◆ Provided text

● ● ● ● ● ● ●

When such an LHS hazard occurs in a program loop, the reject and
reissue operation can lead to a dramatic reduction in system
performance.
[0006] In some systems, the reissued load instruction entries are
tagged with dependency flags, so that subsequent reissues will only
occur after the store operation on which the load instruction
depends, preventing recurrence of the reissue operations. However,
rejection of the first issue of the load instruction and the
consequent flushing of newer instructions still represents a
significant performance penalty in OOE processors.
[0007] It would therefore be desirable to provide a method for
managing load-store operations with reduced rejection and reissue
of operations, in particular load rejections due to load-hit-store
hazards.
BRIEF SUMMARY OF THE INVENTION
[0008] The invention is embodied in a method that reduces rejection
of load instructions by predicting likely load-hit-store hazards.
The method is a method of operation of a processor core.
[0009] The processor core is embodied in a processor core
supporting out-of-order execution that detects likely
load-hit-store hazards. When an instruction dispatch unit decodes a
fetched instruction, if the instruction is a store instruction,
address information is stored in a load-hit-store detection table.
The address information is generally the base registers used to
generate the effective address of the store operation in
register-based addressing and/or the immediate field of the
instruction for immediate addressing. When a subsequent load
instruction is encountered, the instruction dispatch unit checks
the load-hit-store detection table to determine whether or not an
entry in the table has matching address information. If a matching
entry exists in the table, the instruction dispatch unit forwards
the load instruction with a tag corresponding to the entry, so that
the load-store unit will execute the load instruction after the
corresponding store has been executed. If no matching entry exists
in the table, the load instruction is issued untagged.

● ● ● ● ● ● ●

◆ Source excerpt

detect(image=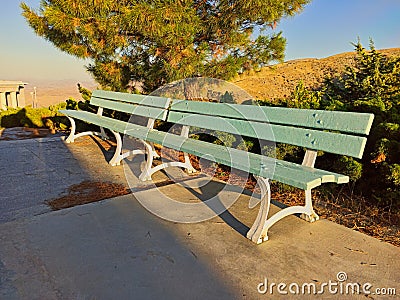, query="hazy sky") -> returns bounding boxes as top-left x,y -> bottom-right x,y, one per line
0,0 -> 400,81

● ● ● ● ● ● ●

◆ Directives
A - Reproduce the passage on load-hit-store hazards, starting with "The address information" and going on through "is issued untagged.".
B - According to the passage on load-hit-store hazards, what happens to a load instruction when the load-hit-store detection table holds no matching entry?
C - Extend the passage on load-hit-store hazards from the point where it stops.

◆ Answers for the exercise
A -
The address information is generally the base registers used to
generate the effective address of the store operation in
register-based addressing and/or the immediate field of the
instruction for immediate addressing. When a subsequent load
instruction is encountered, the instruction dispatch unit checks
the load-hit-store detection table to determine whether or not an
entry in the table has matching address information. If a matching
entry exists in the table, the instruction dispatch unit forwards
the load instruction with a tag corresponding to the entry, so that
the load-store unit will execute the load instruction after the
corresponding store has been executed. If no matching entry exists
in the table, the load instruction is issued untagged.

B - It is issued untagged.

C -
[0010] The foregoing and other objectives, features, and advantages
of the invention will be apparent from the following, more
particular, description of the preferred embodiment of the
invention, as illustrated in the accompanying drawings.
BRIEF DESCRIPTION OF THE SEVERAL VIEWS OF THE DRAWING
[0011] The novel features believed characteristic of the invention
are set forth in the appended claims. The invention itself,
however, as well as a preferred mode of use, further objectives,
and advantages thereof, will best be understood by reference to the
following detailed description of the invention when read in
conjunction with the accompanying Figures, wherein like reference
numerals indicate like components, and:
[0012] FIG. 1 is a block diagram illustrating a processing system
in accordance with an embodiment of the present invention.
[0013] FIG. 2 is a block diagram illustrating details of a
processor core 20 in accordance with an embodiment of the present
invention.
[0014] FIG. 3 is a block diagram illustrating details within
processor core 20 of FIG. 2 in accordance with an embodiment of the
present invention.
[0015] FIG. 4 is a table depicting entries within LHS detection
table 41 of processor core 20 in accordance with an embodiment of
the present invention.
[0016] FIG. 5 is a flowchart depicting a method of dispatching
load/store instructions in accordance with an embodiment of the
present invention.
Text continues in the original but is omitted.